--- Seitenauszug ---
Hülserin schreibt von "Bollywood und Rübenkraut"
Natalie Tenberg arbeitet als Journalistin. Jetzt ist ihr erstes Buch auf dem Markt.
Krefeld. Fragt man Deutsche danach, was ihnen zu Indien einfällt, dann werden wohl viele spontan mit „Bollywood“ antworten. Aber Inder, die bei der Erwähnung von Deutschland an Rübenkraut denken? „Stimmt, wenn es eine zweite Auflage gibt, sollte sie vielleicht ’Bollywood und Mercedes Benz’ heißen, aber Rübenkraut ist einfach so schön niederrheinisch“, sagt Natalie Tenberg.
Die 37-jährige Hülserin, die mit ihrem Mann und zwei Kindern in Berlin-Pankow lebt, erzählt in ihrem Erstlingswerk episodenhaft die Geschichte ihrer deutsch-indischen Familie. Das beginnt bei der Hochzeit ihrer Eltern in Krefeld, bei der ihre indische Großmutter Nanna die Vorzüge des niederrheinischen Apfelkorns kennenlernt. Und auch am Ende steht eine Hochzeit, allerdings diesmal in Indien, die Hochzeit ihres Cousins.
---
_Arbeitsanweisungen_
[1] Kopieren Sie aus dem Artikel über Natalie Tenbergs Buch den Abschnitt von "Natalie Tenberg arbeitet" bis "Hochzeit ihres Cousins." wortgetreu.
[2] In welchem Berliner Stadtteil lebt Natalie Tenberg laut dem Artikel über Natalie Tenbergs Buch mit ihrem Mann und ihren Kindern?
[3] Schreiben Sie den Artikel über Natalie Tenbergs Buch im Anschluss an seinen letzten Satz weiter.
--- Erfasste Daten ---
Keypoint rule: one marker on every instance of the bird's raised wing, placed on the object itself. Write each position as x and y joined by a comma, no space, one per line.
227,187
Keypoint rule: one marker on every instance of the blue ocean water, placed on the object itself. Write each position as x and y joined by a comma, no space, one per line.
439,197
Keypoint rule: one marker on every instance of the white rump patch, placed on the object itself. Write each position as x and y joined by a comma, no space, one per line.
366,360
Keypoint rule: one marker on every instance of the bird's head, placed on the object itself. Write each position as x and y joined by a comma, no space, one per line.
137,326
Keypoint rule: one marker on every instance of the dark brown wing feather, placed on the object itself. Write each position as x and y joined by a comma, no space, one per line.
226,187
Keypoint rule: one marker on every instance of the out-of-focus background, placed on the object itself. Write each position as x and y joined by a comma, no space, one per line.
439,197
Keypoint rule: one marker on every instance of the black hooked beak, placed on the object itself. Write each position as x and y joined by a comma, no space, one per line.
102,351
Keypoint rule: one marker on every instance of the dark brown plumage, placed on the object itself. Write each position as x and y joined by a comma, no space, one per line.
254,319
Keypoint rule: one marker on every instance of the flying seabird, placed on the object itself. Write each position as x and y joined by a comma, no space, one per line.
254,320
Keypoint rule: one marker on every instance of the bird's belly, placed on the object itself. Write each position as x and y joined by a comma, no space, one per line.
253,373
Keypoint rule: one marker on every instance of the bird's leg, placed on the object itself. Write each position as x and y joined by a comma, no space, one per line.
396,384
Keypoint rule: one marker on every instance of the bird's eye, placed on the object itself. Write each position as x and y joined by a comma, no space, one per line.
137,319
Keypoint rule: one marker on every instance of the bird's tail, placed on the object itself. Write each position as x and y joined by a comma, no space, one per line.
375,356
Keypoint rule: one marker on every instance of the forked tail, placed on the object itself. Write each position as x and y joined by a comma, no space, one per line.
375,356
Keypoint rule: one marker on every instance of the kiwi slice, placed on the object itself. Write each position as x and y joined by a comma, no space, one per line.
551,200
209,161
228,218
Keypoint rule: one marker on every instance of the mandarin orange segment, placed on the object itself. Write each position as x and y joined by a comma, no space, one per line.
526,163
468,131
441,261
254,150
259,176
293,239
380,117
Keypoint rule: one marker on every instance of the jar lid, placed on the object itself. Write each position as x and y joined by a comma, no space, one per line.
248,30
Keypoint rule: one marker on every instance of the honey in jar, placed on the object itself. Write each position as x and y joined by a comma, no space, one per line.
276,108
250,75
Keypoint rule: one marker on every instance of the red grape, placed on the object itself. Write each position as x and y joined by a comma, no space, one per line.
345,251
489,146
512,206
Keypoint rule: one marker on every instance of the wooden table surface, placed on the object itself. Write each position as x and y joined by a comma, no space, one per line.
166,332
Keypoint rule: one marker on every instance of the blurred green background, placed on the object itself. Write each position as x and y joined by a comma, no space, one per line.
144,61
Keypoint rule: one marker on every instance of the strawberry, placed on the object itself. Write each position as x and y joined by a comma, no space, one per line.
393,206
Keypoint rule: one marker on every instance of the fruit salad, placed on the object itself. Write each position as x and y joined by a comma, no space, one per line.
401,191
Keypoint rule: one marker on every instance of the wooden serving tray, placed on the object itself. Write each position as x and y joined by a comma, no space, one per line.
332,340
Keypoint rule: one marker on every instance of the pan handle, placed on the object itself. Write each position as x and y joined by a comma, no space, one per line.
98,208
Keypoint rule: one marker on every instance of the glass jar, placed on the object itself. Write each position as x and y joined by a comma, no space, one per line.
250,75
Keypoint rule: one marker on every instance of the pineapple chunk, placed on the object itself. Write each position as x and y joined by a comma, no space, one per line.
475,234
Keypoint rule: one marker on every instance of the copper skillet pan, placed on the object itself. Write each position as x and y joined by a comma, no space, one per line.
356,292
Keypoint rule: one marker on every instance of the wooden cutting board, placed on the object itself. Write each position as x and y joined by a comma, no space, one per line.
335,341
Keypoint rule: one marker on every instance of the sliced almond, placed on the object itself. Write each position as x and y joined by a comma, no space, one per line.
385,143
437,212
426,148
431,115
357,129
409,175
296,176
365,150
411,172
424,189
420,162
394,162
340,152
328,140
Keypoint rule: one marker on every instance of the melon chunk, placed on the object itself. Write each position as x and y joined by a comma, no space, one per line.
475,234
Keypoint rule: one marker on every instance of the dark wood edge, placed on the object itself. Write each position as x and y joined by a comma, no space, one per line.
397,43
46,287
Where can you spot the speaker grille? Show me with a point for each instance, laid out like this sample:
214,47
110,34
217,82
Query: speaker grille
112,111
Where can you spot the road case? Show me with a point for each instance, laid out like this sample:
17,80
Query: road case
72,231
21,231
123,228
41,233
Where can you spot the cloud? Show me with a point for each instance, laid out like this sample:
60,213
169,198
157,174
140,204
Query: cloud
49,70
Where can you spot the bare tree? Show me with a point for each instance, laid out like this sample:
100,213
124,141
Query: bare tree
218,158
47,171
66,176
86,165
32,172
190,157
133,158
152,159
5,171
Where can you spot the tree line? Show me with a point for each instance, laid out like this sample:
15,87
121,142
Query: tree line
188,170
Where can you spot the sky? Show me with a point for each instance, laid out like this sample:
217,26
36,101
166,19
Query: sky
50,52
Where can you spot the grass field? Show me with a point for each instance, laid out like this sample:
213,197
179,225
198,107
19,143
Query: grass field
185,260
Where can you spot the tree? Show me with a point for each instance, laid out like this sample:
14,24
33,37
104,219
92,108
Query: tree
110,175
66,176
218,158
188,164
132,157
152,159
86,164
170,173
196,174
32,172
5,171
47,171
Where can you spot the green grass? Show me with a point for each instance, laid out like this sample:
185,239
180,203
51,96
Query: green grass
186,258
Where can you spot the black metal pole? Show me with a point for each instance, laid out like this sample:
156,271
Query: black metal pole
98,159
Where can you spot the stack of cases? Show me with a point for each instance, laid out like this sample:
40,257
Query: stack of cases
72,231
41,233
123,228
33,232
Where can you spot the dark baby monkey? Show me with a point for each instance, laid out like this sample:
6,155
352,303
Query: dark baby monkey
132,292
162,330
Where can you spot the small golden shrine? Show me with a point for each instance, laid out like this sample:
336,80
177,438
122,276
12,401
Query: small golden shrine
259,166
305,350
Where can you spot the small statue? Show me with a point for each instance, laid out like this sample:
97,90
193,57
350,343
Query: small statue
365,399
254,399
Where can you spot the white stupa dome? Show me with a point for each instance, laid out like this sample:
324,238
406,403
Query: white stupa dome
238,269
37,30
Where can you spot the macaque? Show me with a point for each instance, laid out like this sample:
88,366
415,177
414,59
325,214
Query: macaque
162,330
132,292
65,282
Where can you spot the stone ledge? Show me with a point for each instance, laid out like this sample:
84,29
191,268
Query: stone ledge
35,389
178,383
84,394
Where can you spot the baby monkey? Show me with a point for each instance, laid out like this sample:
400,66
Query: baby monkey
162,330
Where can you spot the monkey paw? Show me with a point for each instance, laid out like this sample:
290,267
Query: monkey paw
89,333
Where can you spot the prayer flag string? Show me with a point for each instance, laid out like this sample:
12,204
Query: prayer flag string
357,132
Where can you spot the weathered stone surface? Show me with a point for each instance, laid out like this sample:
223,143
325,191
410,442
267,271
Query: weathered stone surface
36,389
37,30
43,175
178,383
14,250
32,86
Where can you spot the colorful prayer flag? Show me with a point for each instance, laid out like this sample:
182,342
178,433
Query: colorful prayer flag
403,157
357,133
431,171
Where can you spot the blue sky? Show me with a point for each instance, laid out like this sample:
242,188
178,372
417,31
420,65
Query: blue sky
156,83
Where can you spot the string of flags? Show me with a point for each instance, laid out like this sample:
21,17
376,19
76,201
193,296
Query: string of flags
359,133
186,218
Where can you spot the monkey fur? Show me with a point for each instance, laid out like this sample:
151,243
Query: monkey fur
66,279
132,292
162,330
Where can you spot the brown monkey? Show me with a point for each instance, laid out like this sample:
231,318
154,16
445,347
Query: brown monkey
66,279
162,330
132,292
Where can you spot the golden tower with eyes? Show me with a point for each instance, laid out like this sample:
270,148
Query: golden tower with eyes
---
_Lösungen nach Nummer_
[1]
Natalie Tenberg arbeitet als Journalistin. Jetzt ist ihr erstes Buch auf dem Markt.
Krefeld. Fragt man Deutsche danach, was ihnen zu Indien einfällt, dann werden wohl viele spontan mit „Bollywood“ antworten. Aber Inder, die bei der Erwähnung von Deutschland an Rübenkraut denken? „Stimmt, wenn es eine zweite Auflage gibt, sollte sie vielleicht ’Bollywood und Mercedes Benz’ heißen, aber Rübenkraut ist einfach so schön niederrheinisch“, sagt Natalie Tenberg.
Die 37-jährige Hülserin, die mit ihrem Mann und zwei Kindern in Berlin-Pankow lebt, erzählt in ihrem Erstlingswerk episodenhaft die Geschichte ihrer deutsch-indischen Familie. Das beginnt bei der Hochzeit ihrer Eltern in Krefeld, bei der ihre indische Großmutter Nanna die Vorzüge des niederrheinischen Apfelkorns kennenlernt. Und auch am Ende steht eine Hochzeit, allerdings diesmal in Indien, die Hochzeit ihres Cousins.

[2] Sie lebt in Berlin-Pankow.

[3]
Natalie Tenberg, die in Maastricht ein „tolles Studium“ der Betriebswirtschaftslehre absolviert hat, bewarb sich, so sagt sie, „ohne Ratgeber oder Bewerbungstrainer“ bei der Berliner Tageszeitung taz für ein Praktikum. „Eigentlich war ich echt überrascht, dass ich genommen wurde. Aber über das Praktikum bin ich zur freien Mitarbeit, dann zur Vertretung und schließlich zur Arbeit in der Redaktion gekommen.“
Als Redakteurin bei der Tageszeitung sei es ihr aber irgendwann so vorgekommen, als sei sie fortwährend von der Aktualität der Ereignisse getrieben gewesen. „Man packt Tag für Tag die Zeitung voll, und das macht mir wirklich Spaß. Aber ich wollte auch mal etwas machen, das über einen längeren Zeitraum geht. Und im Gespräch mit Kollegen, die mich nach meiner indischen Familie gefragt haben, ist mir klargeworden, dass ich die Geschichten einfach gerne erzähle.“ Außerdem habe sie gemerkt, dass das Interesse an Indien und der indischen Kultur in Deutschland groß sei.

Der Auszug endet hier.